Each line from the one containing "# inside = enclosed" through the final line of the records is to be repeated exactly, with no additions.

--- DATASET ENTRIES Enclosed Below ---

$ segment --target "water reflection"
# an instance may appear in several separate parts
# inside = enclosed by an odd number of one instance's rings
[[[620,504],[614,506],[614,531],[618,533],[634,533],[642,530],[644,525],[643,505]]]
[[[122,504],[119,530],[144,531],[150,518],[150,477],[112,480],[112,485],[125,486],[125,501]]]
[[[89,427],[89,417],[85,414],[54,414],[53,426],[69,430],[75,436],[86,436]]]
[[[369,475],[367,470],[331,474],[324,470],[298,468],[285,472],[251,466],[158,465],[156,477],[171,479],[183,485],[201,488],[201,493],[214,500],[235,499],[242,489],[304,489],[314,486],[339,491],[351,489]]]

--- End of Enclosed DATASET ENTRIES ---

__ANSWER TO THIS TASK__.
# inside = enclosed by an odd number of one instance's rings
[[[620,504],[614,506],[614,531],[618,533],[634,533],[642,530],[644,525],[643,505]]]
[[[122,504],[119,530],[144,531],[150,518],[150,477],[112,480],[112,485],[125,486],[125,501]]]
[[[89,427],[89,417],[85,414],[54,414],[53,426],[69,430],[75,436],[86,436]]]
[[[369,475],[367,470],[331,474],[324,470],[298,468],[285,472],[251,466],[158,465],[156,477],[171,479],[183,485],[201,488],[201,493],[214,500],[235,499],[242,489],[304,489],[314,486],[339,491],[351,489]]]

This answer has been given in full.